• _WORK ORDER_:
Continue the campaign update on Dutch election media appearances from where it stops.

Campaign Update (9 March)

As we enter the last full week of the campaign, you can expect lead candidates to be as many places as they possibly can – which in this case means, in the media. And unlike two or three-party systems where there are only a small number of people the press really want to speak to (i.e. the two candidates most likely to next lead the country), there are plenty of opportunities going around for media outlets and candidates alike. Hence, if you were monitoring Dutch media, you would have seen Sigrid Kaag (D66) Sunday afternoon on Buitenhof (TV), and would do so again in Nieuwsuur (TV) Monday evening 9:30pm, while Mark Rutte (VVD) will appear on Dit is de dag (radio) at 6:30pm. The Christian newspaper Nederlands Dagblad will host the traditional “Christian lead candidates” debate with Wopke Hoekstra (CDA), Gert Jan Seger (CU) and Kees van der Staaij (SGP) at around 8:45pm. To round off the evening, Hoekstra will head over to Pauw (TV) at 10:10pm in order to participate in a head-to-head debate with Jesse Klaver (GL). Hence, it is possible to pick your favourite news program or two and eventually see an interview or debate with most of the main lead candidates in the run-up to polling day.

And all that’s just the national media. While lead candidates naturally gravitate towards the programs with a larger audience, they’ll definitely make some time for some local and provincial press, especially if its an area to which they have a personal connection. Otherwise, you’d expect candidates lower down on the ticket to take up these second-tier media opportunities.

• _SUPPLIED DATA_:

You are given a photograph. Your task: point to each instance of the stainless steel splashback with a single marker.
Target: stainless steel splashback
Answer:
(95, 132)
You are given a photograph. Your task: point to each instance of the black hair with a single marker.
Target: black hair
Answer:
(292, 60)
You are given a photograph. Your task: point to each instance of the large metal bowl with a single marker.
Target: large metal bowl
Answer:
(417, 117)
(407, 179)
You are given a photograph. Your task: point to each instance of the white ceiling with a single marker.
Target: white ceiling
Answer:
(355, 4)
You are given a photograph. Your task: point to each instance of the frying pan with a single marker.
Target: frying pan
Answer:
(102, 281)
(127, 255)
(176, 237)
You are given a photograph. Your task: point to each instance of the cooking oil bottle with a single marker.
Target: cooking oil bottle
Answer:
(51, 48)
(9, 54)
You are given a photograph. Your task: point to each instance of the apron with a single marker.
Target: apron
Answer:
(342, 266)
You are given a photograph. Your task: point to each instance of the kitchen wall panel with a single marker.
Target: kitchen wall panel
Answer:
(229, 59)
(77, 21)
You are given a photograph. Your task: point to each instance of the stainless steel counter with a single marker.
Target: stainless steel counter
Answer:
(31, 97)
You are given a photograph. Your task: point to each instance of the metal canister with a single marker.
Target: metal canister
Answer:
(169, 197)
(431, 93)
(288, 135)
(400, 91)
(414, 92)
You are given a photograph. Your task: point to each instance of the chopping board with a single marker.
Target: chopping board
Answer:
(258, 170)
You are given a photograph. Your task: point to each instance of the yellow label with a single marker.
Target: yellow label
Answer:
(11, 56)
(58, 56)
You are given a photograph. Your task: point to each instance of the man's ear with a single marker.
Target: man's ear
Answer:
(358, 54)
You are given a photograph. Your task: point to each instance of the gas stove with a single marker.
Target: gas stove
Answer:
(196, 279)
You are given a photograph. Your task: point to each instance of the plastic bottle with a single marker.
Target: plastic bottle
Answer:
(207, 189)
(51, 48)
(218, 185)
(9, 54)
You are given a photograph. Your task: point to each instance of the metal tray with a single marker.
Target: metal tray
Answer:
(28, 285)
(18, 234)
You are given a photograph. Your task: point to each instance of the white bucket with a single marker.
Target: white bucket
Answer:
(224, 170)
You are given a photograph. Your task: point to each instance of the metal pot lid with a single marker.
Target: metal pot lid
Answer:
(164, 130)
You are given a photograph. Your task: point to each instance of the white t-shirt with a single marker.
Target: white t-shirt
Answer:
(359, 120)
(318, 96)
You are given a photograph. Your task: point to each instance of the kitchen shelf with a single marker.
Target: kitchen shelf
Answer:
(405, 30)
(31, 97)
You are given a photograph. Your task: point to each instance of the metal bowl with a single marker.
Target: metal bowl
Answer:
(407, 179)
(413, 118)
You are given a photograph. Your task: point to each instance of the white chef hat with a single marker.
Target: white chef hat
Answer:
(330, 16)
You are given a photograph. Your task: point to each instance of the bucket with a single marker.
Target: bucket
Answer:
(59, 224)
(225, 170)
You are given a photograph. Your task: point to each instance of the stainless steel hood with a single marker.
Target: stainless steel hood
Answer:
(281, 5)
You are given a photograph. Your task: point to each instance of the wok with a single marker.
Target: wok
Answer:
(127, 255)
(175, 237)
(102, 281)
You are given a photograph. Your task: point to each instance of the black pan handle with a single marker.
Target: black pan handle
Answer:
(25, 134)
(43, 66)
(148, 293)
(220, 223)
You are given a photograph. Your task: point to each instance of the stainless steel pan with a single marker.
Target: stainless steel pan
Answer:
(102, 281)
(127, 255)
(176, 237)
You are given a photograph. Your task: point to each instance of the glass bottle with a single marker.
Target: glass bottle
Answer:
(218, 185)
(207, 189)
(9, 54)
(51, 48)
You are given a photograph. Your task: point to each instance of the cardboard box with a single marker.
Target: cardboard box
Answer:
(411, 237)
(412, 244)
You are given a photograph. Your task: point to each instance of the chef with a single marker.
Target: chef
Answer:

• _RESULT BELOW_:
Forum voor Democratie (FvD) leader Thierry Baudet appears to be the first Dutch politician to have a tweet slapped with a warning about misinformation about COVID-19. Baudet took to Twitter to say he wouldn’t be accepting a vaccination, implying that the death rate was too high, the side-effects were severe, and the long-term effect on the immune system was unknown. Twitter responded by preventing the tweet from being liked, retweeted or replied to, and added the note “This tweet is misleading. Find out why health officials consider COVID-19 vaccines safe for most people.” (I’m hoping this message appeared in Dutch for those with their Twitter account set to that language.)

International Women’s Day would seem like a good opportunity for well-meaning men to brandish their feminist credentials, but often it leads to embarrassing situations, as the CDA’s Wopke Hoekstra found out when he tried to give his women’s day message a personal twist. Hoekstra recalled as a young boy his surprise when he discovered the new car which arrived at the family home was bought by his mother from her salary, and not his father’s wages as he had assumed. While Hoekstra went on to mention how this was a case of how quickly gender roles can manifest in the minds of children, his suggestion on how to combat this contained so many platitudes that it wasn’t clear whether he’d really learned much from this great revelation at all.